= EXCERPT =
[Start of section]
Euhirudinea, the true leeches, are an infraclass of the Hirudinea.

== Taxonomy ==
These clitellate annelids are of somewhat unclear relationships; namely the relationships of Hirudinea with oligochaetes are in need of revision. It may be that the presumed sister taxon of the Euhirudinea, the Acanthobdellidea, turns out to be more distantly related, as was already the case with the Branchiobdellida. Thus, eventually Euhirudinea might become a junior synonym of Hirudinea.

True leeches are subdivided into two groups, the Arhynchobdellida or Arhynchobdellae (proboscisless leeches), and the Rhynchobdellida or Rhynchobdellae (jawless leeches). Note that the lack of jaws is a plesiomorphy, while the presence of a proboscis is an apomorphy – not all Arhynchobdellida have jaws, but all Rhynchobdellida have a proboscis. The best-known leech species, Hirudo medicinalis (European Medical Leech), belongs to the Arhynchobdellida.
[End of section]
= DATA SEGMENT =
[Start of section]
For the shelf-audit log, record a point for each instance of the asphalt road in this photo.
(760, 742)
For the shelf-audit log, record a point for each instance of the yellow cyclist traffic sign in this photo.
[End of section]
= ACTIONS TO TAKE =
A - Reproduce the stretch of the true leeches text from "True leeches are" through "to the Arhynchobdellida.".
B - Continue the text on true leeches, beginning right after its final sentence.

= WRITTEN RESPONSES =
A -
True leeches are subdivided into two groups, the Arhynchobdellida or Arhynchobdellae (proboscisless leeches), and the Rhynchobdellida or Rhynchobdellae (jawless leeches). Note that the lack of jaws is a plesiomorphy, while the presence of a proboscis is an apomorphy – not all Arhynchobdellida have jaws, but all Rhynchobdellida have a proboscis. The best-known leech species, Hirudo medicinalis (European Medical Leech), belongs to the Arhynchobdellida.

B -
== Ecology ==

Euhirudinea leeches tend to hunt for nutrients in the morning or afternoon. Leeches that hunt in the morning are found in larger sizes than those who hunt in the afternoon. Therefore, feeding in the morning seems to be more nutritious for the leeches than in the afternoon. Terrestrial Euhirudinea leeches, which inhabit tropical or subtropical environments have been found a greater number on-trails compared to off-trail numbers.